No caso brasileiro, menciona, pode-se adicionar ainda uma dose de falta de responsabilidade republicana, que está na raiz da formação do país. “Surgimos politicamente à margem e contra as conquistas revolucionárias modernas. Nunca tivemos accountability como a instaurada na revolução inglesa e puritana dos séculos 17 (incluindo depois os EUA e a França). Jamais nossos governantes foram obrigados a prestar contas à cidadania. Ignoramos as conquistas sociais trazidas no bojo das revoluções socialistas do século 20, mantivemos todos os trejeitos e privilégios que nos foram impostos pelos colonizadores: centralização sem peias no âmbito federal em desfavor das regiões, manutenção de prerrogativas deletérias como a de foro, a prática universalizada do favor, uma burocracia que serve mais aos que detêm o poder do que ao cidadão”, resume.
Na entrevista a seguir, concedida por e-mail à IHU On-Line, o filósofo analisa a conjuntura brasileira, comenta os desdobramentos da Lava Jato, a atuação do judiciário e a expectativa para a eleição do próximo ano. “A crise não é do momento. Ela tem raízes históricas no Estado e na sociedade do Brasil. Em 2018 nada será mudado em termos substanciais. Nenhum partido ou movimento apresenta um projeto novo de nação independente e soberana”, conclui.
Roberto Romano em evento no IHU
Foto: Ricardo Machado | Acervo IHU
Roberto Romano é professor de Ética e Filosofia na Universidade Estadual de Campinas - Unicamp. Cursou doutorado na École des Hautes Études en Sciences Sociales - EHESS, França. Escreveu, entre outros livros, Igreja contra Estado. Crítica ao populismo católico (São Paulo: Kairós, 1979), Conservadorismo romântico (São Paulo: Ed. UNESP, 1997), Moral e Ciência. A monstruosidade no século XVIII (São Paulo: SENAC, 2002), O desafio do Islã e outros desafios (São Paulo: Perspectiva, 2004) e Os nomes do ódio (São Paulo: Perspectiva, 2009).

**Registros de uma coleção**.
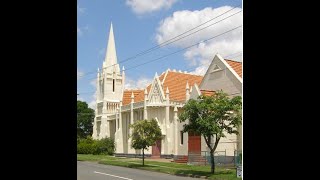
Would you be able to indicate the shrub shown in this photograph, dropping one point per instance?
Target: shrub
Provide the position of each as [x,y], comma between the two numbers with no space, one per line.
[105,146]
[89,146]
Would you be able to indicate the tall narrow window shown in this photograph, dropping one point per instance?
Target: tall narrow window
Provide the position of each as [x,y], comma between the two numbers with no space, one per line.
[181,137]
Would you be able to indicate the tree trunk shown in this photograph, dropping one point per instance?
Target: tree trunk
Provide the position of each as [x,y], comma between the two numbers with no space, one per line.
[212,162]
[142,157]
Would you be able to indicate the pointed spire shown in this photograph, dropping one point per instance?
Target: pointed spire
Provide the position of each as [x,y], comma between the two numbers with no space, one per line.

**REQUISITOS DO EXERCÍCIO**.
1) Segundo o trecho fornecido, em qual universidade Roberto Romano é professor de Ética e Filosofia?
2) Liste todos os livros de Roberto Romano mencionados no trecho fornecido.
3) Dê prosseguimento ao trecho sobre Roberto Romano a partir da última frase apresentada.

**RESPOSTAS POR TAREFA**.
1) Na Universidade Estadual de Campinas (Unicamp).

2)
- Igreja contra Estado. Crítica ao populismo católico
- Conservadorismo romântico
- Moral e Ciência. A monstruosidade no século XVIII
- O desafio do Islã e outros desafios
- Os nomes do ódio

3)
Confira a entrevista.
IHU On-Line - Que leitura o senhor faz da atual conjuntura política? Qual sua percepção sobre esse momento político do país?
Roberto Romano - Desde várias décadas constato e digo que o Estado, como ele existe após sua invenção moderna, sofre uma crise inédita. Todos os aparelhos de controle público do mundo, desde a Guerra Fria, sofrem desgastes em suas engrenagens. Vejamos os famosos monopólios estatais. Nenhum Estado consegue hoje manter a ficção jurídica de que pode controlar os corpos dos governados – o monopólio absoluto da força – porque é mais do que evidente o peso do terrorismo, coberto de vários matizes religiosos e ideológicos. Não menos clara é a presença de quadrilhas que negociam drogas, armas, seres humanos em mercados de escravos. Poderes nacionais como os EUA usam tropas mercenárias que operam fora das leis. A ONU demonstra fragilidade maior do que a exibida pela débil Liga das Nações, que não impediu o imperialismo de antigas políticas europeias e a emergência de poderes totalitários. Nenhum Estado, além disso, consegue manter a ficção de ser monopolista da norma jurídica.
Mais do que nunca repetimos o drama narrado por Tucídides. Na ilha de Melos, diante do apelo dos derrotados aos deuses e às leis, às regras éticas e ao convívio civilizado, os vencedores proclamam: “sabemos, e vocês sabem tanto quanto nós, que a justiça só é levada em conta se a necessidade for igual. Sempre que uns possuem mais força e podem usá-la como puderem, os mais fracos arrumam-se como podem”. E dizem ainda os de Atenas: “alguns, por necessidade de natureza, dominam em toda parte segundo a força que tiverem. Não fizemos tal lei e nem somos os primeiros a usá-la. Mas a encontramos e a deixaremos para a posteridade, para sempre. A usamos sabendo que vocês também a usariam e todos os outros que tivessem o mesmo poder”. Por fim, nenhum Estado pode na atualidade reclamar para si o monopólio do controle financeiro, dos impostos e taxas. A lavagem planetária de dinheiro, a corrupção empresarial e política atingiram planos inimagináveis.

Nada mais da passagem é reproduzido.